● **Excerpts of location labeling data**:
####################

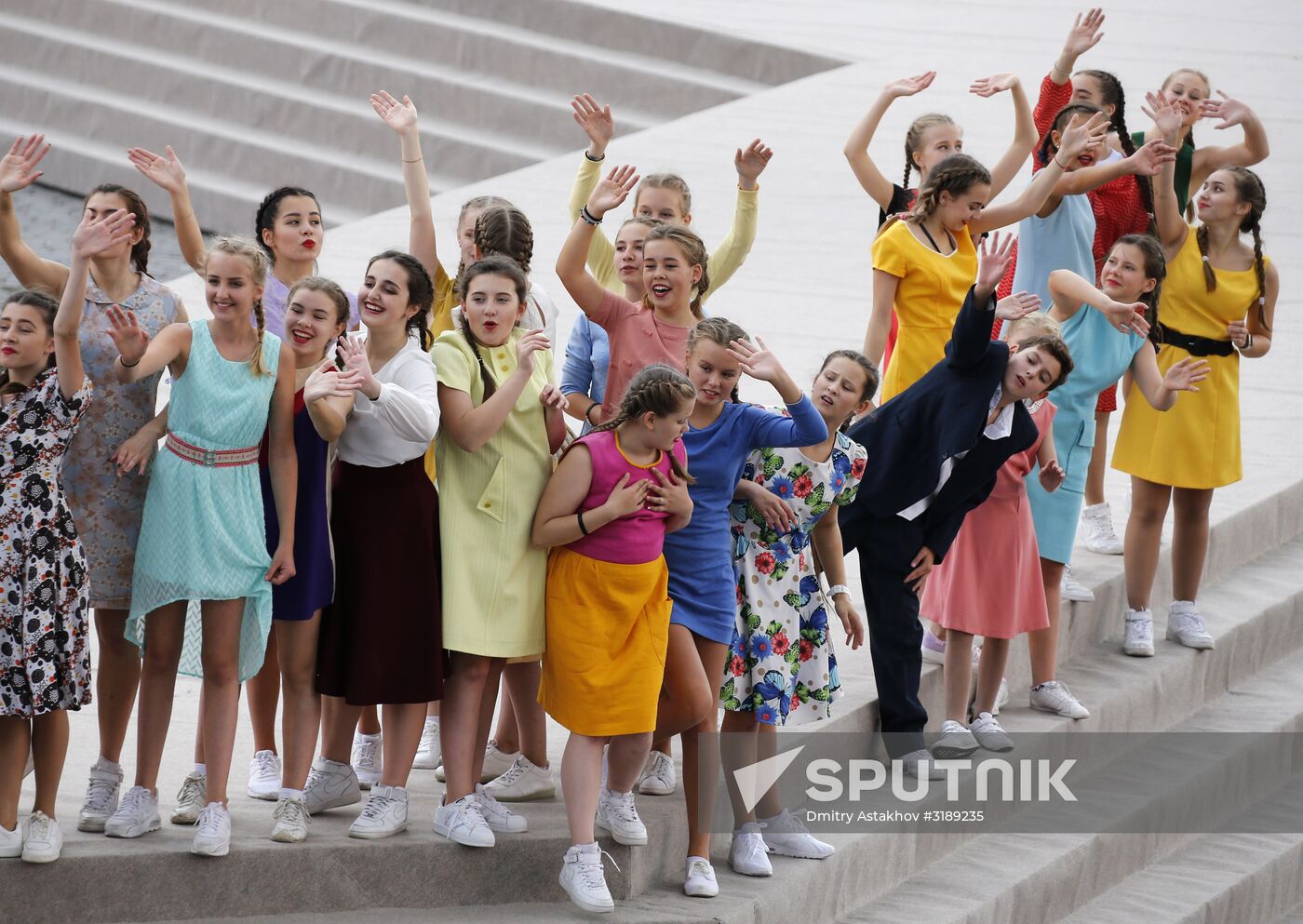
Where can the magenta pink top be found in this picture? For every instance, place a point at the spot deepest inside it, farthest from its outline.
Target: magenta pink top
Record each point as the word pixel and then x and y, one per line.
pixel 638 339
pixel 635 539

####################

● **What is asked**: Could you express the listing, from its start through the line containing "pixel 638 339", as a two-column CSV with columns named request and answer? Give one row per request with each value in a single quoted field and line breaks replaced by spaces, and leave the pictures out.

● **Task solution**:
request,answer
"Where can the magenta pink top be found in this picture? For every instance, place a point at the spot deepest inside it, farthest from its outline. Target: magenta pink top Record each point as the word pixel and then x and y, one per line.","pixel 638 339"